SHORT TASK: Render the lines from the one containing "Detection brief: inspect the image and locate fishing rod" through the one containing "(0, 0), (612, 287)" as a JSON list of strings, one string per line with blank lines omitted.

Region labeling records
——

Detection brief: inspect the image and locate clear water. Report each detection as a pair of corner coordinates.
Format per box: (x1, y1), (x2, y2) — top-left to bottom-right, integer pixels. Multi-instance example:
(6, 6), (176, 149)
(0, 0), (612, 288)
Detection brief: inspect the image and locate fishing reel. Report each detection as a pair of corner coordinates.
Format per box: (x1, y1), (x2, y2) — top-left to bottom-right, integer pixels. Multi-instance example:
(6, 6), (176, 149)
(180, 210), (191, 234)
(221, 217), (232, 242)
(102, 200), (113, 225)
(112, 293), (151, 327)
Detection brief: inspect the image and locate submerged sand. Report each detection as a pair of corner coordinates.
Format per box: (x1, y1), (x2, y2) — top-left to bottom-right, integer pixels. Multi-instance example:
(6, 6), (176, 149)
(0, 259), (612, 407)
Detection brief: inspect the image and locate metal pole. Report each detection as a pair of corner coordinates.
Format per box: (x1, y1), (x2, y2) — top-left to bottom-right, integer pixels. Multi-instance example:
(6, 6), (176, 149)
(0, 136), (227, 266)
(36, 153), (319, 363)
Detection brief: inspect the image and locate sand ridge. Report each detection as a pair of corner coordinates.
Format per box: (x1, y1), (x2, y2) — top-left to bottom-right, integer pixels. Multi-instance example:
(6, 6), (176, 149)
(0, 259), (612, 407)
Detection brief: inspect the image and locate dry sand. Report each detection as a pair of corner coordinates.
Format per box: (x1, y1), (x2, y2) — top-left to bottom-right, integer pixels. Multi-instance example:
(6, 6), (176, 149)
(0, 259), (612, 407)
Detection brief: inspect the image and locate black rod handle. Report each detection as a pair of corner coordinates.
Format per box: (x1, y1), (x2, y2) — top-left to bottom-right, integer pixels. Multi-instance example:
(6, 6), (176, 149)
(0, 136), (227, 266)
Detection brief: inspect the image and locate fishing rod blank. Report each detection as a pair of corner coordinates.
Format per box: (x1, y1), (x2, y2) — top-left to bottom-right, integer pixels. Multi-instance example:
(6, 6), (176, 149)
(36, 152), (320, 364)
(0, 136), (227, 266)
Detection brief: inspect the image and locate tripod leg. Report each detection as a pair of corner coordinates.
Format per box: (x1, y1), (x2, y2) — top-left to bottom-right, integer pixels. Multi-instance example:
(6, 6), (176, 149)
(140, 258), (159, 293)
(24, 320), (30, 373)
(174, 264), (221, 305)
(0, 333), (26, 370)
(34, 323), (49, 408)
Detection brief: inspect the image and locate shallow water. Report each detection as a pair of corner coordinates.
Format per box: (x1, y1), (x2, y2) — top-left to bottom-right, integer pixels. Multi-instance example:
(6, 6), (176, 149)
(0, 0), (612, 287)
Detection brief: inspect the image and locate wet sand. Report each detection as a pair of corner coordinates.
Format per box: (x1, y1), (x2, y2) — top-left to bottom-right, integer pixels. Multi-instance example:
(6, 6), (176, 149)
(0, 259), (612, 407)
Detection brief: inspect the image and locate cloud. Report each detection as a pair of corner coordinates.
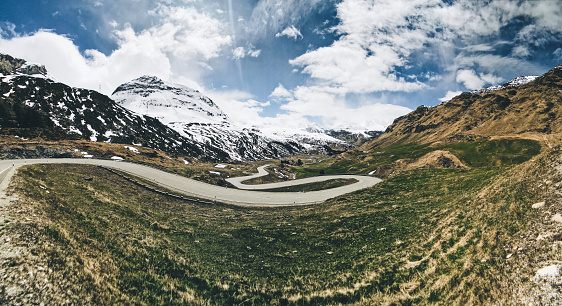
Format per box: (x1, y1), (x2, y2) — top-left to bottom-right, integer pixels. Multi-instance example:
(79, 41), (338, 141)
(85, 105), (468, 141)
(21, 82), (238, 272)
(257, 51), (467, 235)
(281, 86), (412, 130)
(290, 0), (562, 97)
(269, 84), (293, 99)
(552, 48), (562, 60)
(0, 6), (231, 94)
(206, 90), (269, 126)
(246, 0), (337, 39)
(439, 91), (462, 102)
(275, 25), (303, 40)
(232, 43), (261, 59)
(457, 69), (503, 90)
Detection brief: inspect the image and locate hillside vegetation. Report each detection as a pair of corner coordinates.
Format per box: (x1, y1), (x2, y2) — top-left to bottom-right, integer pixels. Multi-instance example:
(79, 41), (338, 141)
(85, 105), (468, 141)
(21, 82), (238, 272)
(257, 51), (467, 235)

——

EXERCISE RESPONSE:
[
  "Detection brief: inspect the image and locate fishing rod blank. Report each detection as a pair of corner coordinates.",
  "Format per box: (x1, y1), (x2, y2) — top-left to bottom-right, integer pixels. Multi-instance example:",
  "(6, 6), (176, 149)",
  "(36, 152), (320, 364)",
  "(0, 136), (227, 266)",
  "Detection brief: inspect the image and locate tripod leg. Report each detection as a pair of corner coordinates.",
  "Format per box: (x1, y1), (x2, y2) — top-left to bottom-right, integer pixels. Multi-instance example:",
  "(6, 6), (176, 149)",
  "(140, 258), (159, 293)",
  "(24, 320), (30, 373)",
  "(174, 264), (221, 305)",
  "(0, 333), (26, 370)",
  "(34, 323), (49, 408)",
  "Detection brief: inspect the image and locate shallow water. Report each detection as a pair of corner coordinates.",
  "Format per box: (x1, y1), (x2, y2) — top-left to bottom-right, integer pixels. Multi-instance example:",
  "(6, 6), (176, 149)",
  "(0, 0), (612, 287)"
]